> [GIVEN PROBLEM A]
Collect every line of the records that contains the word "pink", and copy each one out.
--- START OF TEXT SECTION ---
That too I had found by the side of the road - I
don't know to whom it belongs - and by the side of the road I have left it. I
had gone into the world naked, I am coming from the world naked."
That's what Kabir says in one
of his songs - Jyon ki tyon dhari dinhin chadariya. Kabira
jatan se odhi chadariya - "I have used the clothes of life with
such care and such awareness that I have returned to God his gift exactly as it
was given to me."
The whole society - your
parents, your teachers, your leaders, your priests - they
all want you to become somebody special, Alexanders. But if you want to be
meditative they will all be against you, because meditation means you are
turning away from all ambitions.
I was a student in the
university. The head of my department was so worried about my examinations, he
said, "I have taught in almost a dozen countries all over the world,
hundreds of students, but I have never been concerned about their examinations.
It is very puzzling to my mind - why am I so much concerned about your
examination? You have to promise me that you will reach the examination hall in
time."
I told him, "This is not
part of your work. Your part is to teach me. It is my business to be worried
about the examination or not. If I can manage, I will reach the hall."
He was suspicious. The old man
used to stand every day with his car outside the hostel, in front of my room,
to pick me up and to see me enter the examination hall. And then he would
leave.
I said, "This is too much
unnecessary trouble you are taking. Your house is four miles away. You have to
wake up, and you are not an early riser."
He was a drunkard. But life is
a mystery. Here, the people who are non - vegetarians, drunkards, gamblers, you
may find them so loving and so human that it is surprising. And on the other
hand, the people who are strictly vegetarian... Adolf Hitler was strictly vegetarian. He never
smoked, he never drank any alcoholic beverage, he went to bed early, he got up
early in the morning - he was a saint! If you just look at his life -
pattern and style, he was a monk. And he killed six million people.
It would have been better if he
had been a drunkard, non - vegetarian - a chain smoker, but a nice human being.
This old man, my professor, did
not drink for those few days. He had to wake up early in the morning to pick me
up and force me into the examination hall. The whole university knew; they all
thought, "This is strange!" I said, "It is not strange. He loves
me. He loves me just like his son, and he wants me to be somebody in life. That
is the trouble: that love is creating the trouble. He is afraid that I am too
careless about being somebody in the world."
He used to instruct the chief examiner,
"Keep an eye that he does not leave when I have left - because I cannot wait outside for three hours
unnecessarily. Keep an eye on him and don't let him go. And watch to see that
he is writing and is not doing something else."
Sometimes I would finish the
answers in two hours but the chief examiner would not allow me to go out. He
would say, "Your professor will torture me. You simply sit here, do
whatsoever you want to do. Or just go through the answers you have written;
maybe you can add something more."
I said, "This is strange.
I am finished with the answers, I should be allowed to go. Everybody else is
allowed."
He said, "Everybody else
is allowed, but nobody else is being brought here like a prisoner every
day!"
And after the examination the
professor would ask me - every day with the question - paper in his
hand - "What have you written about it?"
Just to console him I would say things which I had not written at all - and
he knew it. I knew that he knew it because he was the dean of the faculty, so
he was looking at my papers. Before asking me, he had already looked at what I
had written. And now I was answering him according to the textbooks, although
what I had written was according to myself.
--- END OF TEXT SECTION ---
--- START OF DATA LISTING ---
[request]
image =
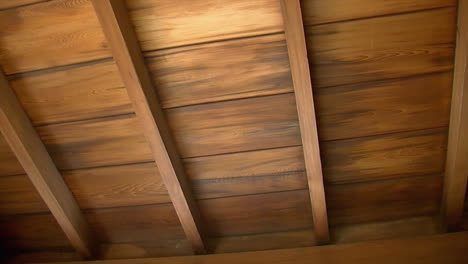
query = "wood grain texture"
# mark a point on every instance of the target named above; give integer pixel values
(381, 48)
(32, 232)
(96, 143)
(383, 200)
(447, 248)
(76, 94)
(219, 176)
(17, 3)
(9, 164)
(127, 54)
(381, 107)
(220, 71)
(294, 31)
(404, 228)
(234, 126)
(318, 12)
(50, 34)
(162, 24)
(32, 154)
(456, 171)
(387, 156)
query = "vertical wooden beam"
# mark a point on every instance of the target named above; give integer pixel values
(297, 50)
(33, 156)
(127, 54)
(456, 171)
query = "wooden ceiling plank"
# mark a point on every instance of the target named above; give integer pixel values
(33, 156)
(456, 172)
(122, 40)
(295, 38)
(447, 248)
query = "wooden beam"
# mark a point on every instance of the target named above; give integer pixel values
(299, 63)
(32, 154)
(446, 248)
(456, 172)
(127, 54)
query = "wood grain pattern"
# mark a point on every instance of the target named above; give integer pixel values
(318, 12)
(383, 200)
(162, 24)
(381, 48)
(382, 157)
(94, 143)
(300, 72)
(211, 177)
(17, 3)
(32, 154)
(80, 93)
(404, 228)
(50, 34)
(456, 171)
(127, 54)
(9, 164)
(219, 71)
(447, 248)
(234, 126)
(381, 107)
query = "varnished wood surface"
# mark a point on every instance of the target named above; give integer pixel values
(32, 154)
(319, 12)
(162, 24)
(384, 200)
(387, 156)
(126, 51)
(50, 34)
(219, 71)
(381, 48)
(447, 248)
(75, 94)
(382, 107)
(456, 172)
(297, 51)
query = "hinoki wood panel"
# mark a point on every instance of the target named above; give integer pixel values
(382, 157)
(382, 107)
(382, 48)
(162, 24)
(384, 200)
(226, 70)
(318, 12)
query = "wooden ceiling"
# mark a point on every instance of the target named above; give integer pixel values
(228, 80)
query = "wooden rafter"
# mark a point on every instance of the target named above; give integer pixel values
(456, 172)
(127, 54)
(297, 50)
(446, 248)
(33, 156)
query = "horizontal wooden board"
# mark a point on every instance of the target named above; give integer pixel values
(386, 156)
(18, 196)
(383, 200)
(80, 93)
(84, 144)
(34, 231)
(17, 3)
(161, 24)
(381, 48)
(31, 39)
(383, 107)
(140, 184)
(221, 71)
(50, 34)
(317, 12)
(411, 227)
(233, 126)
(9, 164)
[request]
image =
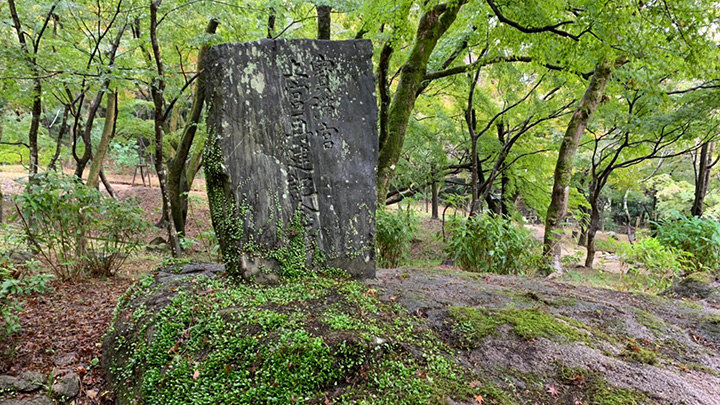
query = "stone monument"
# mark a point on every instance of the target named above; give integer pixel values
(292, 153)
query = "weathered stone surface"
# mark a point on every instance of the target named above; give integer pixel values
(67, 387)
(39, 400)
(292, 135)
(29, 381)
(703, 285)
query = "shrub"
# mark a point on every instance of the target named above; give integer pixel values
(491, 243)
(78, 230)
(124, 155)
(698, 236)
(654, 265)
(16, 280)
(394, 231)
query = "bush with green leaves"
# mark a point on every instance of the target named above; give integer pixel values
(16, 279)
(394, 232)
(653, 265)
(700, 237)
(78, 231)
(493, 244)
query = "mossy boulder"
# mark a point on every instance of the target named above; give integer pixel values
(192, 336)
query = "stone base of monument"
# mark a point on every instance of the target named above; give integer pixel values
(260, 269)
(291, 156)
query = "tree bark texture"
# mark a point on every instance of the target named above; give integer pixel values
(324, 22)
(434, 203)
(93, 180)
(433, 24)
(157, 90)
(566, 157)
(178, 182)
(702, 178)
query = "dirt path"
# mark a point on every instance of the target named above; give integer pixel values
(61, 333)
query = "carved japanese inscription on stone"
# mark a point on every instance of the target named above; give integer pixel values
(292, 136)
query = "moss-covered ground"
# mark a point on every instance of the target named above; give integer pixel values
(209, 341)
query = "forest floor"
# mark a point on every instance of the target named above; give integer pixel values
(62, 330)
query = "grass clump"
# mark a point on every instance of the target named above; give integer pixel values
(492, 244)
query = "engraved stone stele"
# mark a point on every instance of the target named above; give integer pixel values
(292, 149)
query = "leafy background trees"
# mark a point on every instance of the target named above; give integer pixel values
(544, 108)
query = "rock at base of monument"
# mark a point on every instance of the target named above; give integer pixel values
(259, 269)
(292, 152)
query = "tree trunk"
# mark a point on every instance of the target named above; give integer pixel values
(271, 23)
(35, 126)
(2, 116)
(628, 220)
(432, 26)
(592, 230)
(323, 22)
(157, 89)
(504, 182)
(106, 183)
(64, 127)
(584, 226)
(566, 157)
(702, 179)
(93, 180)
(434, 203)
(177, 179)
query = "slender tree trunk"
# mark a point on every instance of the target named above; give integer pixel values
(2, 121)
(434, 203)
(628, 220)
(432, 26)
(702, 178)
(504, 184)
(64, 127)
(177, 179)
(566, 158)
(592, 230)
(31, 57)
(106, 183)
(323, 22)
(93, 180)
(35, 126)
(81, 161)
(584, 225)
(157, 90)
(471, 123)
(271, 23)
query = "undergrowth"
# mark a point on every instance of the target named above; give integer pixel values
(301, 341)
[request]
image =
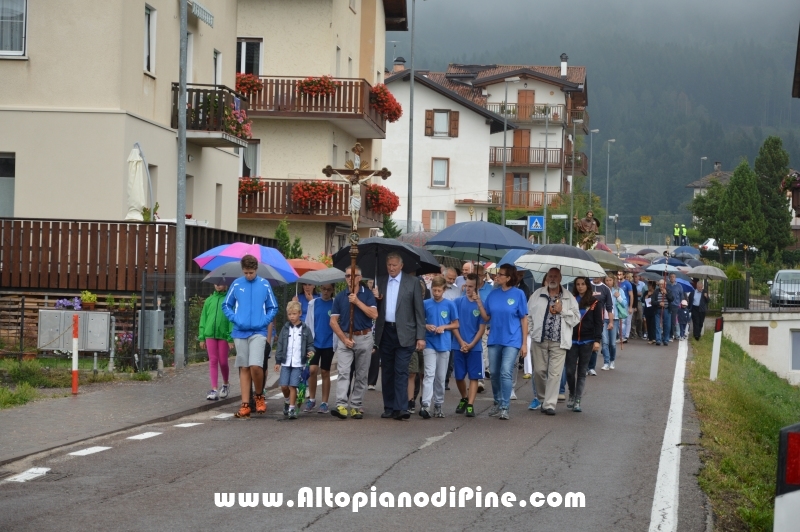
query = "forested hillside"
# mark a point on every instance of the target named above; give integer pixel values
(671, 83)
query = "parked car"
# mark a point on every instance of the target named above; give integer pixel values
(785, 288)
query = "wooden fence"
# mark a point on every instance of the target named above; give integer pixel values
(99, 255)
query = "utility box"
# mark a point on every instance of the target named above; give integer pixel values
(153, 328)
(55, 330)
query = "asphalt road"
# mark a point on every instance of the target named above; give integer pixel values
(610, 453)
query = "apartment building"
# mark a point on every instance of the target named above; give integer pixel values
(81, 84)
(295, 134)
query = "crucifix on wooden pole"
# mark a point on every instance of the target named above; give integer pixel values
(355, 173)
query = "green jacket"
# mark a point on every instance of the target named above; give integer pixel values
(213, 323)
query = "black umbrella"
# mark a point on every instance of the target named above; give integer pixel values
(372, 254)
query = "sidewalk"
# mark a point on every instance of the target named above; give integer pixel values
(102, 409)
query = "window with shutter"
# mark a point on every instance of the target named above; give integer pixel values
(453, 124)
(429, 123)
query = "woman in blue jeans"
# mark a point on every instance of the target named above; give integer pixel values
(507, 309)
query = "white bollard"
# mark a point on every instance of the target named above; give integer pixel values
(715, 349)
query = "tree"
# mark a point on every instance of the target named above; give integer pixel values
(771, 166)
(740, 210)
(390, 230)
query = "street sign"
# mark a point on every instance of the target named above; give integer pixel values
(535, 224)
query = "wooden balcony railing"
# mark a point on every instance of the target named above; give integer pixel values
(525, 113)
(100, 255)
(206, 106)
(581, 163)
(524, 156)
(275, 202)
(522, 199)
(280, 98)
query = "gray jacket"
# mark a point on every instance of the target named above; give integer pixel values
(409, 314)
(283, 343)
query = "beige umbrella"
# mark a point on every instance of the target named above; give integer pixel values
(707, 272)
(136, 196)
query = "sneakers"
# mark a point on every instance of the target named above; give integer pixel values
(244, 412)
(261, 404)
(462, 406)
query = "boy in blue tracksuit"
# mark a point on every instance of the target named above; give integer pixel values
(251, 306)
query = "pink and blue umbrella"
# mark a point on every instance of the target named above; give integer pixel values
(220, 255)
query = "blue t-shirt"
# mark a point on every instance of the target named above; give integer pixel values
(506, 308)
(439, 313)
(341, 306)
(304, 305)
(323, 334)
(469, 321)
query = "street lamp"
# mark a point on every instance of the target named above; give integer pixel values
(608, 180)
(515, 79)
(572, 178)
(591, 158)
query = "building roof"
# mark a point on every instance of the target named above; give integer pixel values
(396, 15)
(705, 182)
(463, 94)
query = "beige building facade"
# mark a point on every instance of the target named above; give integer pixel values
(78, 90)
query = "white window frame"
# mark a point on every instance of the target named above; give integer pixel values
(446, 114)
(150, 39)
(438, 220)
(24, 34)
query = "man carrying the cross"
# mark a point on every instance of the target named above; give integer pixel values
(352, 352)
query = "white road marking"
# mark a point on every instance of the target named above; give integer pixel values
(144, 436)
(90, 450)
(664, 514)
(433, 439)
(30, 474)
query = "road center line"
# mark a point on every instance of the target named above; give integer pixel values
(664, 514)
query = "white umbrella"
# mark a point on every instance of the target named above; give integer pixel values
(136, 197)
(707, 272)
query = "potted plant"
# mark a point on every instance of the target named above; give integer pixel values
(385, 103)
(381, 200)
(318, 86)
(312, 193)
(88, 300)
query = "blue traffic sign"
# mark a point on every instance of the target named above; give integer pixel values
(535, 224)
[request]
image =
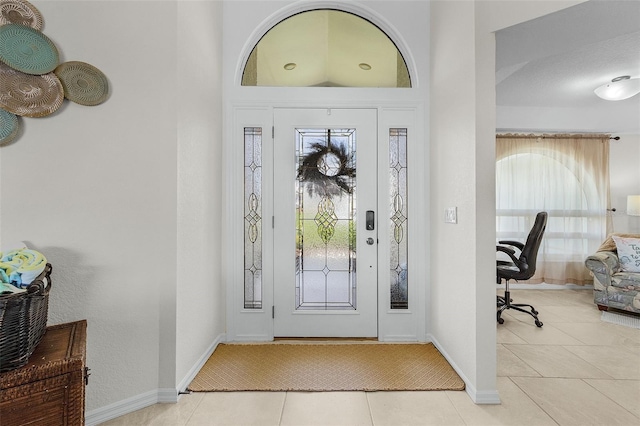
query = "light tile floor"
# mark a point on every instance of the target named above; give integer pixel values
(575, 370)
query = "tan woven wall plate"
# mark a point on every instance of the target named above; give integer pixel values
(29, 95)
(9, 127)
(20, 12)
(28, 50)
(83, 83)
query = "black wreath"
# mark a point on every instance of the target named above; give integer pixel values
(318, 182)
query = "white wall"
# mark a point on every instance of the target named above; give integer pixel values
(200, 292)
(462, 103)
(624, 172)
(96, 188)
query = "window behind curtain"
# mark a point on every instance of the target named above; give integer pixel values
(566, 176)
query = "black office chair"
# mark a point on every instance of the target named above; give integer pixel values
(521, 267)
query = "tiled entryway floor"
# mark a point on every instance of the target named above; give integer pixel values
(575, 370)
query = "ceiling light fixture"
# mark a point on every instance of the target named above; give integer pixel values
(620, 88)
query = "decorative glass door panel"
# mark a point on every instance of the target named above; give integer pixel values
(325, 219)
(319, 223)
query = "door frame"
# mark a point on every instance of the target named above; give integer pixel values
(397, 107)
(363, 320)
(257, 324)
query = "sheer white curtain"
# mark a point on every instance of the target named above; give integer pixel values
(566, 176)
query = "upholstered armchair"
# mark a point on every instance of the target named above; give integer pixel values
(613, 287)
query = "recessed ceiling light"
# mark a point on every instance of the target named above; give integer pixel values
(620, 88)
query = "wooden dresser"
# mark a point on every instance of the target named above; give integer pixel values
(49, 390)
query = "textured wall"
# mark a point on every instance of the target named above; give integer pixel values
(200, 290)
(94, 188)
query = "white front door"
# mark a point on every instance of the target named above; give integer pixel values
(325, 223)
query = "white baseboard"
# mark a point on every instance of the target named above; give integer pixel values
(157, 396)
(478, 397)
(126, 406)
(398, 338)
(198, 365)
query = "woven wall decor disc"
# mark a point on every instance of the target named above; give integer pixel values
(83, 83)
(29, 95)
(20, 12)
(9, 127)
(27, 49)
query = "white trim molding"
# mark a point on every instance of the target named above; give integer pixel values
(156, 396)
(478, 397)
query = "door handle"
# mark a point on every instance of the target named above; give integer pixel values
(370, 220)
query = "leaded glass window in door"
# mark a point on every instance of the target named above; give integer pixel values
(252, 218)
(398, 217)
(325, 219)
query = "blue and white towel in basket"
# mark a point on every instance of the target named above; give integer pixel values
(19, 267)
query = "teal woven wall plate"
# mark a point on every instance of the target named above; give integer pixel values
(29, 95)
(83, 83)
(27, 50)
(9, 127)
(20, 12)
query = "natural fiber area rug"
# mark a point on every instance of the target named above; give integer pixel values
(326, 367)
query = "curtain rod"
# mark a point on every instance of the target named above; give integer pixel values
(557, 136)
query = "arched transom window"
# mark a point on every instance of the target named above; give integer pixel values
(326, 48)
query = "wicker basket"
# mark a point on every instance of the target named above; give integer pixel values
(23, 321)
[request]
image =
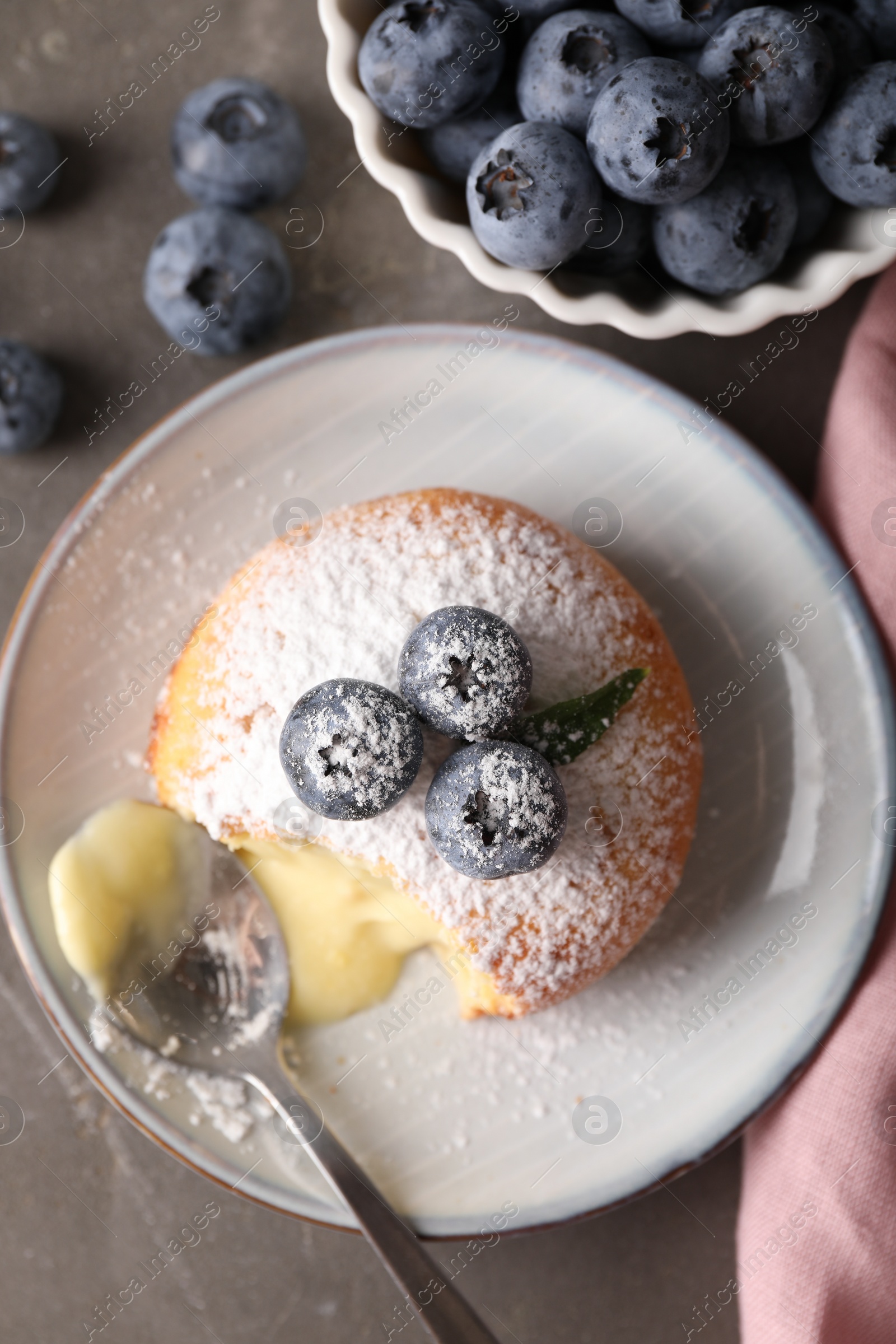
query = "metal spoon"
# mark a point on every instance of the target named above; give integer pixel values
(220, 1009)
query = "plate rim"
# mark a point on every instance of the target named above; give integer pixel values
(727, 440)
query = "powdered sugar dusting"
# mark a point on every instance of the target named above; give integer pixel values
(343, 608)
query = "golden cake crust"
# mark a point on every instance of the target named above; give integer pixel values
(296, 616)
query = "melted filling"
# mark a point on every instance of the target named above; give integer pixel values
(120, 890)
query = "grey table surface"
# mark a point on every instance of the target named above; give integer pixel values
(85, 1195)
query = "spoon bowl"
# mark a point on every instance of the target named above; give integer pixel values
(220, 1007)
(227, 991)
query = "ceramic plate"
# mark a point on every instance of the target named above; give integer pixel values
(591, 1103)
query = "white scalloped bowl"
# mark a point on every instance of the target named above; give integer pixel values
(634, 304)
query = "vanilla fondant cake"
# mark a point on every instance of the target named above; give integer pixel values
(343, 608)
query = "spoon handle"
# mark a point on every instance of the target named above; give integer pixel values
(444, 1314)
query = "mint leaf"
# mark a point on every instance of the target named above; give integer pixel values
(563, 731)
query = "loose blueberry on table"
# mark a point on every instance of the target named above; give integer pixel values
(494, 810)
(29, 160)
(351, 749)
(30, 397)
(237, 143)
(217, 281)
(465, 671)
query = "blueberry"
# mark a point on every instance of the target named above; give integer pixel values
(466, 673)
(349, 749)
(736, 232)
(656, 133)
(618, 236)
(855, 144)
(776, 78)
(496, 808)
(531, 194)
(453, 146)
(879, 19)
(235, 143)
(679, 24)
(30, 397)
(217, 281)
(29, 155)
(850, 44)
(425, 61)
(568, 59)
(813, 198)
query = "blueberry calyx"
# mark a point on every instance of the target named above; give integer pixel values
(671, 142)
(480, 814)
(414, 15)
(501, 185)
(237, 119)
(886, 158)
(752, 65)
(586, 53)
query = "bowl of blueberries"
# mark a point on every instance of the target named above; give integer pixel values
(659, 166)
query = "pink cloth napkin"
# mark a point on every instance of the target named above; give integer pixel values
(817, 1225)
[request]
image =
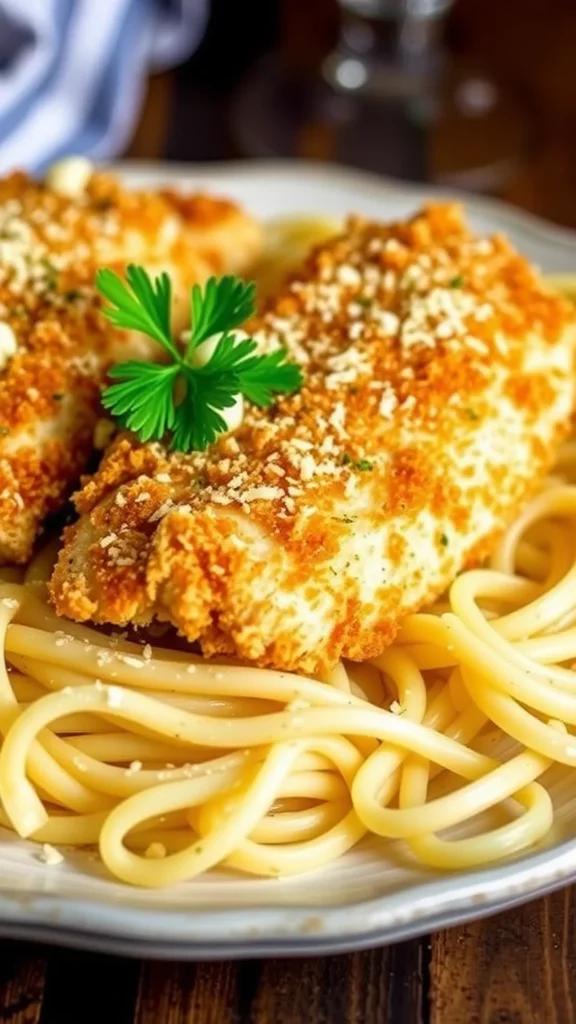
--- END OF DATA LISTING ---
> [GIVEN PROBLEM B]
Write out everything in the text from "He was suspicious." down to "six million people.", changing "hostel" to "dormitory".

> [EXPECTED OUTPUT A]
query = "pink and blue umbrella"
query = "pink cloth napkin"

> [EXPECTED OUTPUT B]
He was suspicious. The old man
used to stand every day with his car outside the dormitory, in front of my room,
to pick me up and to see me enter the examination hall. And then he would
leave.
I said, "This is too much
unnecessary trouble you are taking. Your house is four miles away. You have to
wake up, and you are not an early riser."
He was a drunkard. But life is
a mystery. Here, the people who are non - vegetarians, drunkards, gamblers, you
may find them so loving and so human that it is surprising. And on the other
hand, the people who are strictly vegetarian... Adolf Hitler was strictly vegetarian. He never
smoked, he never drank any alcoholic beverage, he went to bed early, he got up
early in the morning - he was a saint! If you just look at his life -
pattern and style, he was a monk. And he killed six million people.